§ PROVIDED TEXT

>>>>

X670E/X670, and B650E/B650 Motherboards

AMD AM5 infrastructure features new chipsets, including the X670E, X670, B650E, and B650. These chipsets will be part of the 600-series platform that supports DDR5 memory and PCI Express Generation 5. The X670E chipset, in particular, is optimized for extreme performance and can support two video card ports and PCIe Gen 5 M.2 slots for high-speed SSDs. These chipsets will be part of the 600-series platform that boasts DDR5 memory and PCI Express Generation 5 for both storage and graphics. The platform offers a total of 24 PCIe 5.0 lanes, with 16 dedicated to the video card, four for an M.2 slot, and another four for chipset connection. AMD has emphasized that the X670E chipset is designed for unparalleled capability and extreme overclocking, and its PCI Express Gen 5 support is comprehensive.


An X670 is designed for Enthusiast Overclocking and features support for Gen5 storage and optional graphics. Only the PCIe Gen5 storage standard will be supported by the mainstream platform based on the B650 chipset. The motherboard part of the 600 series will also include up to 14 SuperSpeed USB 20 Gbps (TypeC), and WiFI-E6 with DBS/Bluetooth Low Energy 5.2. Interestingly. Additionally, AMD has announced that the motherboards in the 600-series will come equipped with up to four HDMI 2.1 and DisplayPort 2 outputs. Mainboards with the chipsets B650 and B650E are expected to push the new socket AM5 platform for Ryzen 7000 CPUs into the lower-priced territory. The X670 and X670E variants are projected to be quite pricey.


The distinctions between the B650(E) and the X670 (E)

<<<<

§ RECORDED DATA

>>>>

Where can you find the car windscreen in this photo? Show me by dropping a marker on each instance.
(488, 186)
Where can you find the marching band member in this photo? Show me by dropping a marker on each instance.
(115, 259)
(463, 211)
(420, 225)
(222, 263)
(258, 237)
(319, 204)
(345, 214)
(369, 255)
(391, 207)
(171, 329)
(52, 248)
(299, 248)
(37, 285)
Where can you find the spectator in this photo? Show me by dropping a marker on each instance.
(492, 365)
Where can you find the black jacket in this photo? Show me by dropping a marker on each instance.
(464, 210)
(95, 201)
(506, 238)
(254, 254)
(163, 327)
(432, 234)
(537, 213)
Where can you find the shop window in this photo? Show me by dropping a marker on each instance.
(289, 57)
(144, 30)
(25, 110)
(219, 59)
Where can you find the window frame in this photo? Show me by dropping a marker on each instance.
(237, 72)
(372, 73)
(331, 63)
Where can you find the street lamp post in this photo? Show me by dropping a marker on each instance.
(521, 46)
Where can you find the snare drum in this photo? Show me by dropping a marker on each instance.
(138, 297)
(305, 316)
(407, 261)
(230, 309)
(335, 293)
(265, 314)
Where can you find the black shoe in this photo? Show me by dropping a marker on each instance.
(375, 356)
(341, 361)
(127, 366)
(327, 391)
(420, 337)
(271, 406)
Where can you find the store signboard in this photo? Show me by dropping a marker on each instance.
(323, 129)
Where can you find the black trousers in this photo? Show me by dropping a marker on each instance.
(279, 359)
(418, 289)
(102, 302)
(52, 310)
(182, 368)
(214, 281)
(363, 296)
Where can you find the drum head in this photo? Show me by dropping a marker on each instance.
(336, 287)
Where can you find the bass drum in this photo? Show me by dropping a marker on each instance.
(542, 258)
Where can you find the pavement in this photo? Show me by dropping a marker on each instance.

<<<<

§ TASKS FOR THIS EXERCISE
a. According to the AM5 chipset article, how many PCIe 5.0 lanes does the platform offer in total?
b. Carry on the AM5 chipset article from where it stops.
You won't need the lines for anything here.

§ ANSWERS PER TASK
a. 24 PCIe 5.0 lanes.

b.
The differences between the chipsets are illustrated in this AMD picture. The B650(E) only has half as many USB and SATA ports as the X670 versions. PCIe 5.0 is optional on the B650 and is exclusively meant for an M.2 SSD port. The B650E, on the other hand, has PCIe 5.0 for both the graphics card and an SSD, for a total of up to 20 PCIe 5.0 lanes.

Socket AM5

AM4 has been serving since 2016; AMD's Ryzen 7000 series has announced its retirement of the socket AM4 platform. This marks AMD's transition to PCI Express 5.0 and DDR5 memory. The AM5 LGA socket contains 1718 pins, which significantly increased over the AM4 socket, which had 1331. That increase is partly needed for DDR5, and 24 PCIe 5.0 lanes. Four lanes presumably just link to the chipset. After allocating 16 lanes to the graphics card, there will be 8 lanes left, four for direct-CPU-attached M.2 SSDs and four are used as interconnect. Remember, though, PCIe 5.0 video cards are not yet available. BTW your CPU cooler you can carry over towards the new platform as they will be compatible between AM4 and AM5 with the same mounting system 


The new platform will officially support DDR5. The controller is officially compatible with speeds up to DDR5-5200 (JEDEC default).  However, AMD's Ryzen 7000 Zen 4 CPUs appear to have a sweet spot of DDR5-6000, allowing for a 1:1 IFC ratio (Infinity fabric Interconnect). A 1:1 ratio means that the memory runs at the same frequency as the memory controller on the CPU, which is the best-case scenario. With Alder, Intel has separated the memory ranks into two categories: a 2:1 mode known as Gear 2 that is the DDR5 default, and a 4:1 version known as Gear 4. A 1:1 ratio offers the advantage of allowing for lower latencies and faster speeds. A higher ratio, on the other hand, allows for better overclocking and faster data transfer rates but also results in higher latencies. DDR5-6000 for AMD Ryzen 7000 "Zen 4" CPUs already sounds amazing for AM5, with a default to DDR5-5600. Higher frequency DIMMs are supported; however, if you exceed the DDR5-6000 limit, you will be forced to use a 1:2 IFC. DDR5-6400 operating at 1:2 is said to offer poor results and is not advised if you want better gaming performance. AMD has been working on a new overclocking standard for DDR5 memory called EXPO, which the company intends to use as a competitor to Intel's XMP 3.0 protocol. AMD revealed earlier this year that it is working on Ryzen Accelerated Memory Profiles. EXPO will be the memory modules equivalent to Intel XMP 3.0, storing compatible ddr5 overclocking profiles with faster speeds and tighter frequencies. It is also advertised as a one-click memory overclocking solution.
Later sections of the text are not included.